■ **What to produce**: Could you please repeat the data below word for word?

■ **Input**:
§
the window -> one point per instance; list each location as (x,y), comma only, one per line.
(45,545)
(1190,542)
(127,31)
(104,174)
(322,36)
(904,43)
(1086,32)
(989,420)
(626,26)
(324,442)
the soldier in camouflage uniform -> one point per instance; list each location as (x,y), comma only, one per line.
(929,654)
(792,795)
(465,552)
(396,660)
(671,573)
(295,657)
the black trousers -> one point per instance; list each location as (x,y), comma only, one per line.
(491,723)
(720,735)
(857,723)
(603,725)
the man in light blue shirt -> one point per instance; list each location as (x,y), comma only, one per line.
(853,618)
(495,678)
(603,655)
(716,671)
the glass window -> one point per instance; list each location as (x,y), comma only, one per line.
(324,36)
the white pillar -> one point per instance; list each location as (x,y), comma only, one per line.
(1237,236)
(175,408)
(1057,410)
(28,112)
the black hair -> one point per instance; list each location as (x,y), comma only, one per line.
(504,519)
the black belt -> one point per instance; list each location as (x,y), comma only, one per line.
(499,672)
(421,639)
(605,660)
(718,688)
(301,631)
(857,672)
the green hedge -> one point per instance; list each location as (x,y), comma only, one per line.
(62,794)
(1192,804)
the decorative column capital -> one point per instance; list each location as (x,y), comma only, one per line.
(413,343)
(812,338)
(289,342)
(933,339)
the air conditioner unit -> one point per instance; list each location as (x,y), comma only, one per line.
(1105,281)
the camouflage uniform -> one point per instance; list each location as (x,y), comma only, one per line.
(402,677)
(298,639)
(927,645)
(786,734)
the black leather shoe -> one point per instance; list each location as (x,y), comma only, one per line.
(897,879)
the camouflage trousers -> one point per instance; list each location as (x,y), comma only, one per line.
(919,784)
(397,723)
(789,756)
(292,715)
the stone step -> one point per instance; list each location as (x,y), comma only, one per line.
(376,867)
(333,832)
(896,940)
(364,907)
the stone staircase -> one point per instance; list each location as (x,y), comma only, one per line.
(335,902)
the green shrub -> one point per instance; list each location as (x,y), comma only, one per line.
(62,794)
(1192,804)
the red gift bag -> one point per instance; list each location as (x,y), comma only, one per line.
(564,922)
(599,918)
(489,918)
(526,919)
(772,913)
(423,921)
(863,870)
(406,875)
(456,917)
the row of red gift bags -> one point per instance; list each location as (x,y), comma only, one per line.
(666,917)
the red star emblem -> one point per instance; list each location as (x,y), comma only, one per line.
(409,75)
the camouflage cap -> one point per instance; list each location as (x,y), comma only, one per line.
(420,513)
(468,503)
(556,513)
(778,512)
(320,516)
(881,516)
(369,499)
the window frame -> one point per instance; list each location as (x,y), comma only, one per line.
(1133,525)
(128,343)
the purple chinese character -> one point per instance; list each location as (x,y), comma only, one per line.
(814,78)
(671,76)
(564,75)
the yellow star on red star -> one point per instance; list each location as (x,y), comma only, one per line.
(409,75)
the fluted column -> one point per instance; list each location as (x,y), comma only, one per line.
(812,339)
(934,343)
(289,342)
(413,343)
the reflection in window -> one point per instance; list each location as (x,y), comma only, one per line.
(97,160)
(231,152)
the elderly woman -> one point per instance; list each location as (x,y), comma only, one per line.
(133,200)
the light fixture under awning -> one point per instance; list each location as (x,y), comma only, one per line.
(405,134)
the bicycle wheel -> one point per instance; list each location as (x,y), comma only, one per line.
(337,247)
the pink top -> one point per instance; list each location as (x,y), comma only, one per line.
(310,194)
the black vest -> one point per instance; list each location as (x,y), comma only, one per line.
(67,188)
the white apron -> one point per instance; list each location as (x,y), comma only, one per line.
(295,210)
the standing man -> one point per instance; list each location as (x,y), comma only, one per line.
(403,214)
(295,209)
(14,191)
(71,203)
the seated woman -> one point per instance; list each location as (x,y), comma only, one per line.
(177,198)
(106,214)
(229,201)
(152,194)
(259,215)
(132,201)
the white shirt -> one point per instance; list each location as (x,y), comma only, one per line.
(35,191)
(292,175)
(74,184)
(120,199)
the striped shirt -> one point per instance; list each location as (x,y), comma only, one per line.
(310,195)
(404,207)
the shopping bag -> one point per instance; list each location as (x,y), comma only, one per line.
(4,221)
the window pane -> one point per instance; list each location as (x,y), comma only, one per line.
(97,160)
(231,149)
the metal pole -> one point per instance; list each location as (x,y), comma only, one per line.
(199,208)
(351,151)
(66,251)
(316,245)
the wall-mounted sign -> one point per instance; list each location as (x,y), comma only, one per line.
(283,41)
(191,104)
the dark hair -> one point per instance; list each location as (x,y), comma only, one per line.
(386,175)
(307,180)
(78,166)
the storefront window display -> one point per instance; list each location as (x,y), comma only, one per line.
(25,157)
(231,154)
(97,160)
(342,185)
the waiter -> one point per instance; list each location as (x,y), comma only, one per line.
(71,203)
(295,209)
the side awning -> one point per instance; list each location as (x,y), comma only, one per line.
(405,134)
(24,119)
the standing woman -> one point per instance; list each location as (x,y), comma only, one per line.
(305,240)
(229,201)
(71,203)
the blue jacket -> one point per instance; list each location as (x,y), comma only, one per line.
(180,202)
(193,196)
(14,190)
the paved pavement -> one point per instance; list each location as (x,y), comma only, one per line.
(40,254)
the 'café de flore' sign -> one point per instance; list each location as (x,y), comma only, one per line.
§
■ **Solution to the problem**:
the window -> one point per instance; list each location as (x,y), comma only, one per line.
(45,545)
(1190,542)
(127,31)
(104,174)
(322,36)
(904,43)
(1086,32)
(989,420)
(626,26)
(324,442)
the soldier in camouflage uniform -> one point per instance; list each location as (x,y), comma only, one per line.
(929,654)
(792,795)
(465,552)
(396,660)
(671,573)
(295,657)
the black trousers -> one point per instance; list each location as (x,y), comma only, one per line.
(491,723)
(720,735)
(857,723)
(603,725)
the man in light blue shirt -> one point per instance; list each location as (x,y), comma only, one per line.
(853,618)
(495,678)
(603,655)
(716,671)
the glass window -> one point per instance; list each location as (x,y), comma only, one per line.
(324,36)
the white pillar -> one point per instance; list each location as (x,y), comma only, one per line.
(1237,236)
(175,408)
(1057,410)
(28,112)
the black hair -> one point per instance; list each location as (x,y), comma only, one per line.
(504,519)
the black belt -> one point per instance; list each location as (x,y), comma only, one per line.
(499,672)
(421,639)
(605,660)
(718,688)
(301,631)
(857,672)
the green hedge -> one point per instance; list each location as (x,y), comma only, one per line.
(62,794)
(1192,804)
the decorative column capital -> one point per instance; list each location as (x,y), comma only, one per line.
(413,343)
(812,338)
(289,342)
(933,339)
the air conditioner unit -> one point per instance; list each location as (x,y), comma only, one per line.
(1105,281)
the camouflage uniform -> one point per instance; list each location as (x,y), comma only, one per line.
(402,677)
(298,639)
(927,645)
(786,734)
the black leather shoe -> one point per instance; list each location as (x,y), comma only, one per line.
(897,879)
the camouflage trousers -> one point per instance; list each location as (x,y), comma only, one per line.
(919,784)
(397,723)
(789,756)
(292,715)
the stone step -> one point per instance; list each location as (x,y), comma only, one per line.
(376,867)
(333,832)
(896,940)
(364,907)
the stone staircase -> one point per instance; list each location as (x,y), comma only, one per line.
(335,902)
the green shrub -> one point per instance; list each location as (x,y), comma only, one per line.
(62,794)
(1192,804)
the red gift bag -> one point per instance; list each location as (x,y), comma only, one per line.
(564,922)
(599,918)
(489,918)
(526,919)
(772,913)
(423,921)
(863,870)
(406,875)
(456,917)
the row of red gift bags -> one point per instance; list each location as (x,y), comma only, one per line.
(666,917)
the red star emblem -> one point per instance; list each location as (x,y), comma only, one per line.
(409,75)
the camouflage cap -> one point per instance; list each location as (x,y), comma only, one per line.
(420,513)
(468,503)
(556,513)
(778,512)
(320,516)
(881,516)
(369,499)
the window frame -> one point per instance; list each location as (x,y), comma only, one per line.
(1133,525)
(128,343)
the purple chinese character -> one point per instance; list each location as (x,y), comma only, one per line.
(814,78)
(671,76)
(564,75)
the yellow star on red star -> one point per instance; list each location as (x,y), comma only, one per line.
(409,75)
the fluted column -> one point per instance; list each location as (x,y), comma only, one per line.
(812,339)
(934,343)
(289,342)
(413,343)
the reflection in window -> one point per instance; list each location as (x,y), comma only, one per line.
(97,160)
(231,152)
the elderly woman -> one point per instance; list each location as (x,y), comma only, one per line.
(133,200)
the light fixture under awning -> one point per instance; list each location as (x,y), comma only, one per line.
(405,134)
the bicycle wheel -> one point per instance; list each location as (x,y), comma only, one per line.
(337,247)
the pink top -> one point per instance; list each location as (x,y), comma only, one per line.
(310,194)
the black vest -> one point per instance; list each location as (x,y), comma only, one per line.
(67,188)
the white apron -> one point per instance; list each location as (x,y), comma only, one per line.
(295,210)
the standing man -> one point per instance; list each location as (x,y), comma only, one per line.
(403,214)
(295,209)
(14,191)
(71,203)
the seated woman -> one point per instance; list each location as (x,y), comma only, one per line.
(177,198)
(106,214)
(229,201)
(152,194)
(259,215)
(132,201)
the white shirt -> one point per instance; list each location as (x,y), comma only, one per line.
(35,191)
(292,175)
(74,184)
(120,199)
the striped shirt -> one point per instance; list each location as (x,y), comma only, one per line.
(310,195)
(404,207)
the shopping bag -> one point per instance; list each location as (x,y), comma only, one per line.
(4,221)
the window pane -> one point per instance; list each location as (x,y), comma only, one per line.
(97,160)
(231,149)
the metal pole -> one point per instance; list each location as (x,y), comma only, one per line.
(199,208)
(351,151)
(66,251)
(316,245)
the wall-mounted sign -> one point per instance; list each location as (x,y), comma only, one per line.
(283,41)
(191,104)
the dark hair -> one point per instance; list each location as (x,y), comma only, one per line.
(386,175)
(307,180)
(78,166)
the storefront window display -> one point per instance; list each location as (x,y), comma only, one per line.
(25,157)
(231,154)
(97,160)
(342,185)
the waiter -> one point per instance; list each location as (x,y), comma only, one per line.
(71,203)
(295,209)
the side awning -> one point per instance; list each location as (x,y), comma only, one per line.
(405,134)
(24,119)
the standing woman -> one point per instance; list each location as (x,y), comma only, one per line.
(305,240)
(229,201)
(71,203)
the blue jacket -> one point per instance; list each location as (x,y), comma only, one per line.
(180,202)
(193,196)
(14,190)
the paved pavement -> one point per instance; list each location as (x,y), comma only, one per line.
(40,254)
the 'café de flore' sign -> one point per instance; list each location as (x,y), comma only, one per line.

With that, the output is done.